GOAL | How many lines of the records below contain the string "head", with case counting? Reply with the number alone.

DATA LISTING |
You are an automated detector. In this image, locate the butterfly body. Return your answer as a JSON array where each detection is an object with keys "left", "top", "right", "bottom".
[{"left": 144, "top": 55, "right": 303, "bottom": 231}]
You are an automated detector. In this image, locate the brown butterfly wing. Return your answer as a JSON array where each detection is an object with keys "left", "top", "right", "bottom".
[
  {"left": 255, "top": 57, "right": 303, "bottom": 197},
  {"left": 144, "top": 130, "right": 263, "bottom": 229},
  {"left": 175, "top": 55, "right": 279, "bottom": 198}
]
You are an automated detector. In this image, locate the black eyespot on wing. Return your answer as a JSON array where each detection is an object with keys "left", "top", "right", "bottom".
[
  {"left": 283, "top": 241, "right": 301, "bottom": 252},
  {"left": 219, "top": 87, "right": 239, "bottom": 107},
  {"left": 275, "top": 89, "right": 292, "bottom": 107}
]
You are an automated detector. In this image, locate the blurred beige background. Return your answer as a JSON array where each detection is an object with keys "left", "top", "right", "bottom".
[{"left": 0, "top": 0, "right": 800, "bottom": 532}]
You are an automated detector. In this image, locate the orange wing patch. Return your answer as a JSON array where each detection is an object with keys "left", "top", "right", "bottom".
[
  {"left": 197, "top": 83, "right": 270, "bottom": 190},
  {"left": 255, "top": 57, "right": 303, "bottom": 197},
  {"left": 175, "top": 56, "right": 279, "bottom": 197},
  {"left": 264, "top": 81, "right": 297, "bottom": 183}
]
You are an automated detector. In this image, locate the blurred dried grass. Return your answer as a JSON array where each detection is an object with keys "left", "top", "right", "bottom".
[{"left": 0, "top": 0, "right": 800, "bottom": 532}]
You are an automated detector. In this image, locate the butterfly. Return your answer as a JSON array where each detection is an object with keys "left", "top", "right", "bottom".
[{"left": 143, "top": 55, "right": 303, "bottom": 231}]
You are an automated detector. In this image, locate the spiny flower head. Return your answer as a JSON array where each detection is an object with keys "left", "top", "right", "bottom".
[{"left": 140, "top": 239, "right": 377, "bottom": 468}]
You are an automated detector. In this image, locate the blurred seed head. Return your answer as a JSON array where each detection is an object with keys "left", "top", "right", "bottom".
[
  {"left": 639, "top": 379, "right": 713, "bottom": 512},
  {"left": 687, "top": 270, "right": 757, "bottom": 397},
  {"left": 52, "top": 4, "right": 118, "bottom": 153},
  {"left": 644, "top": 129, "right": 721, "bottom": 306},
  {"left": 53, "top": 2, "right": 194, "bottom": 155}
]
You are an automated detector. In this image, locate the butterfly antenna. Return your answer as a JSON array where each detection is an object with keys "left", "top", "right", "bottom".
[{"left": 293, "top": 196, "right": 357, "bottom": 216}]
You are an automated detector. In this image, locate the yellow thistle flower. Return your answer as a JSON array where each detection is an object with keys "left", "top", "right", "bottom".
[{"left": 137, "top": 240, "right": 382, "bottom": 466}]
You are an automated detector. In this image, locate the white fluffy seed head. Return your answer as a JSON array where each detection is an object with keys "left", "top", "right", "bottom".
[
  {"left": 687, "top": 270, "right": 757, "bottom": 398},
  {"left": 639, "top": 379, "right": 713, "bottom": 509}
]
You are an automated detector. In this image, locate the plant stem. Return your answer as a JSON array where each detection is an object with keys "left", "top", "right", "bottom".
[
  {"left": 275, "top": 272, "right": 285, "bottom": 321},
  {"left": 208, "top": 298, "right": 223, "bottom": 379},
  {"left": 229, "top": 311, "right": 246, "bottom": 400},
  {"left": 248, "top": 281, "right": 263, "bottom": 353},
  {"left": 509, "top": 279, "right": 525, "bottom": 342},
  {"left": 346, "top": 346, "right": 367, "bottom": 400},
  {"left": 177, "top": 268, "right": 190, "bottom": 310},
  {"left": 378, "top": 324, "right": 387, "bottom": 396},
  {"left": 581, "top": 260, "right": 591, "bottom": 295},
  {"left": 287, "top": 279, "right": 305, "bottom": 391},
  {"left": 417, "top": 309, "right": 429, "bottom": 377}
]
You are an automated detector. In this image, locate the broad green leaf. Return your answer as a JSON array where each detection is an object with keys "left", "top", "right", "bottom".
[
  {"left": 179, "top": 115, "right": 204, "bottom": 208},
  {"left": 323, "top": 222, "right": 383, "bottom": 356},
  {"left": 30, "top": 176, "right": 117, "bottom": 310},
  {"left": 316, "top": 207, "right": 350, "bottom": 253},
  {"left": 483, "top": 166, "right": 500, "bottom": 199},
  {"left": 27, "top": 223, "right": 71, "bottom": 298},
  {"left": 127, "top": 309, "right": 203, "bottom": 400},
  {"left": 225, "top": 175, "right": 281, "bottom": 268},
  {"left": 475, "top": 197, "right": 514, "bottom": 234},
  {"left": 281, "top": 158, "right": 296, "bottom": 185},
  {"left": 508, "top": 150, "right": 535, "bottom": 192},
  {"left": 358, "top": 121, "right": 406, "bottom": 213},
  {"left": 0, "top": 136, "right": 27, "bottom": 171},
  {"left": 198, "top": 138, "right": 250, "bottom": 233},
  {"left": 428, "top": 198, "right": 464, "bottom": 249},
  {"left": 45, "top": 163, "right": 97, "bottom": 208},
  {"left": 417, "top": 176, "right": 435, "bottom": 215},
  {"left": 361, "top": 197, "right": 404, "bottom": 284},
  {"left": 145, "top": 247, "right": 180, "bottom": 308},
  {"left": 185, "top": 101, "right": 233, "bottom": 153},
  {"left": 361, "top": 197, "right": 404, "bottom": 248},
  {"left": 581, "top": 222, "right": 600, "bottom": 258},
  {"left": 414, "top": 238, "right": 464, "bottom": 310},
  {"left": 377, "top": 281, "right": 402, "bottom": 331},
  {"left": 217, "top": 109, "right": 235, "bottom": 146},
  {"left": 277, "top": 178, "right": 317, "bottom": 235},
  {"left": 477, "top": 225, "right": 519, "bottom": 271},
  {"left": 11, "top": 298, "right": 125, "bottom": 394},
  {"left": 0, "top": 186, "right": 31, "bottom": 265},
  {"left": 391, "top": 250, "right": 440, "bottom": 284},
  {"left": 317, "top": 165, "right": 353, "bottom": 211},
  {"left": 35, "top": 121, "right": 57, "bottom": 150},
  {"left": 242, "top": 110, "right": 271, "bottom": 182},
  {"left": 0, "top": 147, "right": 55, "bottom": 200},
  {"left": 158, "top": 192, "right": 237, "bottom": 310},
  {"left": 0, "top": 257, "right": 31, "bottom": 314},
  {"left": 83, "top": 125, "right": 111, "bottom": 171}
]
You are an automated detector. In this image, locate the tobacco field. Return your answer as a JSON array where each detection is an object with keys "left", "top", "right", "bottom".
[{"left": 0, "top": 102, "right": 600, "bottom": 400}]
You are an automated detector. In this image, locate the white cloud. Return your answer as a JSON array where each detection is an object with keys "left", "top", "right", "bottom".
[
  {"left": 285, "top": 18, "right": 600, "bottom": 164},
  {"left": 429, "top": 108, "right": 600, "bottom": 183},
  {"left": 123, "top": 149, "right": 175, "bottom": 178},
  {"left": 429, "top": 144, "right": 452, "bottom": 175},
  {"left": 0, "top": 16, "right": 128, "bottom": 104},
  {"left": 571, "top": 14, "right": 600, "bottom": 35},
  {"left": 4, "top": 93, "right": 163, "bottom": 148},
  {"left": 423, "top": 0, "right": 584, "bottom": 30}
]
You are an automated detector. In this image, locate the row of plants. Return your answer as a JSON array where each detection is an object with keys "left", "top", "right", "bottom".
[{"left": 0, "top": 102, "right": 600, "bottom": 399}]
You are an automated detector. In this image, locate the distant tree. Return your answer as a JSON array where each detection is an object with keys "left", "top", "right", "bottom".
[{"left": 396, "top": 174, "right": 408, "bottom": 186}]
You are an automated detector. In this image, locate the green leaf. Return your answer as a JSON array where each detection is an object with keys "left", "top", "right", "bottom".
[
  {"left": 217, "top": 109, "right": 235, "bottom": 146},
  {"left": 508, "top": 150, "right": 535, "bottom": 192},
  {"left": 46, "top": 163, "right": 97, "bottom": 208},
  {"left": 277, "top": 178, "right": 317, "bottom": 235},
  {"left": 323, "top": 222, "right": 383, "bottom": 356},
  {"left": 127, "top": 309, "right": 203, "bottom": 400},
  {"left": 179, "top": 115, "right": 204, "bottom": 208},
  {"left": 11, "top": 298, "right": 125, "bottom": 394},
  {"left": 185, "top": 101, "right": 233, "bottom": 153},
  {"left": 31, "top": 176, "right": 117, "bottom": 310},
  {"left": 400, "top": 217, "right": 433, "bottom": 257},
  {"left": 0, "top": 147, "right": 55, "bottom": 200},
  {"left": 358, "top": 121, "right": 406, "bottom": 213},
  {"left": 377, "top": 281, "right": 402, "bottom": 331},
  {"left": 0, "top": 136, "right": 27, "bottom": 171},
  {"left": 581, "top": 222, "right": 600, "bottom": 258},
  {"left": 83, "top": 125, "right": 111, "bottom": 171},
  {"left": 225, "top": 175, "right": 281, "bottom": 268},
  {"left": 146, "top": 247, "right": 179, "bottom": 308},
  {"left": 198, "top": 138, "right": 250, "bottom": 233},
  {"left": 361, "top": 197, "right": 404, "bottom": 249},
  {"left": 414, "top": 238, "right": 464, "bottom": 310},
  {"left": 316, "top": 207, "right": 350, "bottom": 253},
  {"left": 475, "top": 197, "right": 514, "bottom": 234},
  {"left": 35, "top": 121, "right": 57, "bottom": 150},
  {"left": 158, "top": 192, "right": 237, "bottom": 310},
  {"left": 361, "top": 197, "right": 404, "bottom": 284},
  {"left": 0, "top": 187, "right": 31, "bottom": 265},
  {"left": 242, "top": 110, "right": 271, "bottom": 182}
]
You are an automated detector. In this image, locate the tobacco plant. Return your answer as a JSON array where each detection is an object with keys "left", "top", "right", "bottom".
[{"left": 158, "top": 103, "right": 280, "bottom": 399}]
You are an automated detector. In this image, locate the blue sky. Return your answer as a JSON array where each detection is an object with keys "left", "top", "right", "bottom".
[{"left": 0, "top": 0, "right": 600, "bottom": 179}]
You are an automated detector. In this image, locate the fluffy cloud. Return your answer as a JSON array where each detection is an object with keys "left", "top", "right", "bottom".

FINAL RESULT | 3